*Stated task*. Everything from the line with "Each instance receives a single keypoint. Tag the lawn" to the end of the data should be restated word for word, and nothing before it.

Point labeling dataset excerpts
-- start --
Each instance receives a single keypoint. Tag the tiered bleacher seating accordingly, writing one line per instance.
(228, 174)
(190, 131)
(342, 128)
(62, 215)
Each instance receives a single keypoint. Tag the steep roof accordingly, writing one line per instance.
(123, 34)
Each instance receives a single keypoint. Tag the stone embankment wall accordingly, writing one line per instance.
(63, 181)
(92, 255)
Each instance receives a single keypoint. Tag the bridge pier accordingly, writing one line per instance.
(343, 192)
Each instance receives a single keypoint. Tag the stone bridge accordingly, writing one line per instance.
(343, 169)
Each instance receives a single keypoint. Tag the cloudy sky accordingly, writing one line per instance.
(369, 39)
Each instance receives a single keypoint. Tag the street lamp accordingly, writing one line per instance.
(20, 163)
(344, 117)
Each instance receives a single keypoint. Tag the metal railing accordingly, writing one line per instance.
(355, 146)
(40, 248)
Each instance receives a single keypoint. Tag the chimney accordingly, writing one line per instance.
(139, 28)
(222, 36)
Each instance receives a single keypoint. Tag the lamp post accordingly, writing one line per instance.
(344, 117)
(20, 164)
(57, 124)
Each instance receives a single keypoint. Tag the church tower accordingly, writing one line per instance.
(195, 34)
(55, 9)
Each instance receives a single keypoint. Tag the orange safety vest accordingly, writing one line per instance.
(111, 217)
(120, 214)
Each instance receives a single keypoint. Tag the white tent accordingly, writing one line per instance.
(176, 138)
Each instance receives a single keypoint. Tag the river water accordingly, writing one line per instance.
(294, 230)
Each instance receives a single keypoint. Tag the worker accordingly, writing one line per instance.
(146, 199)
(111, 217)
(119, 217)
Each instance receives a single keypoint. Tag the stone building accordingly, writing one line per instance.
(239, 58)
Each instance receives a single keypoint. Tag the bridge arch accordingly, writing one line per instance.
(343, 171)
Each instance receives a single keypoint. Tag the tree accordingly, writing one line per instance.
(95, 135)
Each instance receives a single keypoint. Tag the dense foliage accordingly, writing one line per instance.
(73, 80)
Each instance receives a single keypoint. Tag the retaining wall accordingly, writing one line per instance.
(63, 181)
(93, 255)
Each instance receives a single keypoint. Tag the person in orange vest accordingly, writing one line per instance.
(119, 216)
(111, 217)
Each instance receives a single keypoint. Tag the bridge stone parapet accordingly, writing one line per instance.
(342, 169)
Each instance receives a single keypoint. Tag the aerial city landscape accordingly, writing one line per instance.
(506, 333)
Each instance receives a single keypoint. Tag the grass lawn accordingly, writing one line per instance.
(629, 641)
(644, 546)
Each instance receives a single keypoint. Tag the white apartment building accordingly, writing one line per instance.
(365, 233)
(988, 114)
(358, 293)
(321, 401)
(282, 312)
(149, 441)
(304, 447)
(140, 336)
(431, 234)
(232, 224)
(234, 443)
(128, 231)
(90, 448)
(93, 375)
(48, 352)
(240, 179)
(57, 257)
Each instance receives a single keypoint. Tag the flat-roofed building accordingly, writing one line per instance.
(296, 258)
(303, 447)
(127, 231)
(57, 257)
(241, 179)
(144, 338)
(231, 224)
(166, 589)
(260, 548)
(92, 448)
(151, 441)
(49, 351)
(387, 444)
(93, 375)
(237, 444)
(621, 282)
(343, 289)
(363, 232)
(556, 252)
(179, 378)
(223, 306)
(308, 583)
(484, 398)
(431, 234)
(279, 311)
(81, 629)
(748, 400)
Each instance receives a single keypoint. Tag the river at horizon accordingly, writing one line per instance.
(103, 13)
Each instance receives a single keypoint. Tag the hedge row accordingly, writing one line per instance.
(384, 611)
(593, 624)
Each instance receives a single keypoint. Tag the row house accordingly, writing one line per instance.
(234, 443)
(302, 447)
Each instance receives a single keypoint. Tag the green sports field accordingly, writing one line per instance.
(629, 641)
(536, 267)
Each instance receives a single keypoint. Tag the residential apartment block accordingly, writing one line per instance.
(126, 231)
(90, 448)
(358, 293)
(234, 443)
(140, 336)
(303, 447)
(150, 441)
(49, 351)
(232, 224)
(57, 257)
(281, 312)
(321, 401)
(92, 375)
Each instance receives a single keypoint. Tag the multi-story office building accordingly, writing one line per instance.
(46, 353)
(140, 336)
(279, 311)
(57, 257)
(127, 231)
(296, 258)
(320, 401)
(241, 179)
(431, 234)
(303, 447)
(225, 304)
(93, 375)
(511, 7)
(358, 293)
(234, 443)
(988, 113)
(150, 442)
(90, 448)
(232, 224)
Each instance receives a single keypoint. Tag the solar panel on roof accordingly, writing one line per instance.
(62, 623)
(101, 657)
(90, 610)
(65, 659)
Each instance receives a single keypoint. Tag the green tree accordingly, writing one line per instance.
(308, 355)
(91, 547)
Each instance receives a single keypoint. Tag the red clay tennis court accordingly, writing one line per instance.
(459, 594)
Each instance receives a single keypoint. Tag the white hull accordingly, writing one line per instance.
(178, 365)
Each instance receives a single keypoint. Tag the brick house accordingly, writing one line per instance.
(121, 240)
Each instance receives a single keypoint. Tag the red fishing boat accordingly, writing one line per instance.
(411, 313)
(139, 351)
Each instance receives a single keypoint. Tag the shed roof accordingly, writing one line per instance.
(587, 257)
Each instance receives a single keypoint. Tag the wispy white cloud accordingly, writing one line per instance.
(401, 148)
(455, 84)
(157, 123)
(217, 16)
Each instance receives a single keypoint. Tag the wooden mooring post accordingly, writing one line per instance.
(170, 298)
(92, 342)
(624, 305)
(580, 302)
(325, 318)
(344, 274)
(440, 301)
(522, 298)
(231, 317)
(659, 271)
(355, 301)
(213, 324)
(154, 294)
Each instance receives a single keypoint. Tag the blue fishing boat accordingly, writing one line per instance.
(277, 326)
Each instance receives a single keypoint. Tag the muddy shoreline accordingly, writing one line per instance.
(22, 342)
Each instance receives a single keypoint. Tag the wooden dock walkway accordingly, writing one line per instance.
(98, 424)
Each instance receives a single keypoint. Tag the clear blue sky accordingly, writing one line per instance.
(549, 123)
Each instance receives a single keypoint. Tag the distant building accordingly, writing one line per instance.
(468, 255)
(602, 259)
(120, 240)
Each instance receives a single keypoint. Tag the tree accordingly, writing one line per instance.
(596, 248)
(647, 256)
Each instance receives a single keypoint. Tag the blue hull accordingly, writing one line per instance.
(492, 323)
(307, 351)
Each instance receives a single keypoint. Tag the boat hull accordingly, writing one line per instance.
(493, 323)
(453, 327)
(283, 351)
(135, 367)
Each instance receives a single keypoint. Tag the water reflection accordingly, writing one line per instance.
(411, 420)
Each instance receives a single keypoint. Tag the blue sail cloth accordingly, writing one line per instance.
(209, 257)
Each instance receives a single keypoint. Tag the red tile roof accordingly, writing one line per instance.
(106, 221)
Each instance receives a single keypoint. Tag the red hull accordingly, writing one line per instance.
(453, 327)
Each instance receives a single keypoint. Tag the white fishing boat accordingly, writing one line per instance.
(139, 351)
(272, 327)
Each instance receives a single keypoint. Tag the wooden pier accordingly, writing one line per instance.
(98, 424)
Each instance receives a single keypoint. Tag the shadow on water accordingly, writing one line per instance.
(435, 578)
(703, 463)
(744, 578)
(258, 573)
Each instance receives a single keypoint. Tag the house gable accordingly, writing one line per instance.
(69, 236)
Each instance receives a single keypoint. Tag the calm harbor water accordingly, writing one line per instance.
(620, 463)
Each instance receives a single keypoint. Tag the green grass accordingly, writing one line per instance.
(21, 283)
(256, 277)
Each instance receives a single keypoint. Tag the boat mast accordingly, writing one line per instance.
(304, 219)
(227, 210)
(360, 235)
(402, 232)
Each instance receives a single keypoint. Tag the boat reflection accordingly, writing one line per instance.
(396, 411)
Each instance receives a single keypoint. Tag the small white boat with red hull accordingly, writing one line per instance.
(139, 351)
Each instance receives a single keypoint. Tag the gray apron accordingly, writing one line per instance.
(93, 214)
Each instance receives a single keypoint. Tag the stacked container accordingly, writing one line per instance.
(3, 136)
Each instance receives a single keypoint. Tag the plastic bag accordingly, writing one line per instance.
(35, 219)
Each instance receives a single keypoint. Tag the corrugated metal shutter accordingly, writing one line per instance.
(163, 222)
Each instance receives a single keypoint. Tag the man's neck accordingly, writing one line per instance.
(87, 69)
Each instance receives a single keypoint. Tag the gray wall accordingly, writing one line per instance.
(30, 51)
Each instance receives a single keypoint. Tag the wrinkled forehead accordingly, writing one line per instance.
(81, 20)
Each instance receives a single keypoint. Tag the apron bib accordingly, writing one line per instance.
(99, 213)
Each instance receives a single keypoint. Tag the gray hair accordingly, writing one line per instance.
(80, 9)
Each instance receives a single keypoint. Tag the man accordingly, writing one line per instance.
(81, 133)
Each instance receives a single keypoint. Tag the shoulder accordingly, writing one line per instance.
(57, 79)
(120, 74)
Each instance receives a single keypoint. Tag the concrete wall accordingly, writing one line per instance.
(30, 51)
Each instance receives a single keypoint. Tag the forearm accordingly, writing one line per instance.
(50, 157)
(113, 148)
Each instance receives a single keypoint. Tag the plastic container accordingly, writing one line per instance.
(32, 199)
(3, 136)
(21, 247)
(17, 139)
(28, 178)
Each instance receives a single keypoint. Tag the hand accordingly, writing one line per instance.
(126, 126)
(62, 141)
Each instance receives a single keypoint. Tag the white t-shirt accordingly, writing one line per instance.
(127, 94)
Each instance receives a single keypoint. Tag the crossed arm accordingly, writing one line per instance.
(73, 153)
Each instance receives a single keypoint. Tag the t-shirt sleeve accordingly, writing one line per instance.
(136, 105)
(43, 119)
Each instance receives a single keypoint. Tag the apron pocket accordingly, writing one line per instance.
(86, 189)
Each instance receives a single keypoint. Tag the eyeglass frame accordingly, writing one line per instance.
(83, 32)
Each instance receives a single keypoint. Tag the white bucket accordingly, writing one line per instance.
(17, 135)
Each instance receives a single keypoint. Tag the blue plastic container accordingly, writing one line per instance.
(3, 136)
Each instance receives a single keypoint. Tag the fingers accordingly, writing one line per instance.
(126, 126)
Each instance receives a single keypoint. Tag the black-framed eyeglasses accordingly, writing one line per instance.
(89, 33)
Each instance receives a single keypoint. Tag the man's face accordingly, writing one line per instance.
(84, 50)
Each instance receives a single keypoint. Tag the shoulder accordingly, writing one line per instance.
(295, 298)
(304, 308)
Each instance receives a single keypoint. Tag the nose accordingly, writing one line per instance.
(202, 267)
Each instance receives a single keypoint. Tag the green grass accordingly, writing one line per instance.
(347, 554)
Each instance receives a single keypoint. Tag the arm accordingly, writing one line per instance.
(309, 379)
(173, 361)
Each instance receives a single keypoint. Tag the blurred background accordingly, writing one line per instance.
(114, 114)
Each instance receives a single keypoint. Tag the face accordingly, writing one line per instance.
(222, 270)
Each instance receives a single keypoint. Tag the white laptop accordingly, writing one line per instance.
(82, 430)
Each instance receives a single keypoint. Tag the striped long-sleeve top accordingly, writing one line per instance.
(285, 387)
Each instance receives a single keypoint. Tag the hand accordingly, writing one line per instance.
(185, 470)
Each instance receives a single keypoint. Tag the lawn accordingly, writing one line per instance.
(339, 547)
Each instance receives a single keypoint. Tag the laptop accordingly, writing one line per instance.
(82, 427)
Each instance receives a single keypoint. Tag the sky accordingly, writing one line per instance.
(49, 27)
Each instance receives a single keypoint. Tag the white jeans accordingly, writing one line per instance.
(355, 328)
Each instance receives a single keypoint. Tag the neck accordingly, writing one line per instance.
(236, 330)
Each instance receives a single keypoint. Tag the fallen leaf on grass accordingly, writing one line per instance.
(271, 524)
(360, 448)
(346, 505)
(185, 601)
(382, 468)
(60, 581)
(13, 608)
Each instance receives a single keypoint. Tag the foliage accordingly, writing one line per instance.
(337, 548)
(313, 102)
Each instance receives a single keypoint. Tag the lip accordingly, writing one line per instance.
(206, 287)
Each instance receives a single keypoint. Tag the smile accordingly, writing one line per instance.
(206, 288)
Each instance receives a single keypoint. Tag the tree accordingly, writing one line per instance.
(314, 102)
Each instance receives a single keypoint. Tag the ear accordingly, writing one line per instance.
-- end --
*The reply*.
Each instance receives a single keypoint. Tag the lawn accordingly, writing one line per instance.
(339, 547)
Each instance receives a single keypoint. Tag the laptop accordingly, writing one line per instance.
(82, 427)
Each instance receives a single keypoint. Tag the sky accordingly, writing one line per instance.
(49, 27)
Each instance receives a single keypoint. Tag the white jeans accordingly, writing one line per instance.
(355, 328)
Each instance receives a single keypoint. Tag the neck accordingly, writing one line per instance.
(236, 330)
Each instance receives a single keypoint. Tag the fallen leaf on grass accordingly, writing one line per instance.
(271, 524)
(360, 448)
(346, 505)
(185, 601)
(382, 468)
(60, 581)
(13, 608)
Each instance receives a single keypoint. Tag the foliage accordingly, writing one line per instance.
(337, 548)
(313, 102)
Each instance receives a single keypoint. Tag the lip accordingly, writing one line per instance.
(206, 287)
Each instance receives a single keypoint. Tag the smile accordingly, writing one line per instance.
(206, 288)
Each instance receives a single keypoint. Tag the tree accordingly, writing one line per instance.
(314, 102)
Each instance receives a single keypoint. Tag the ear accordingly, writing one line per instance.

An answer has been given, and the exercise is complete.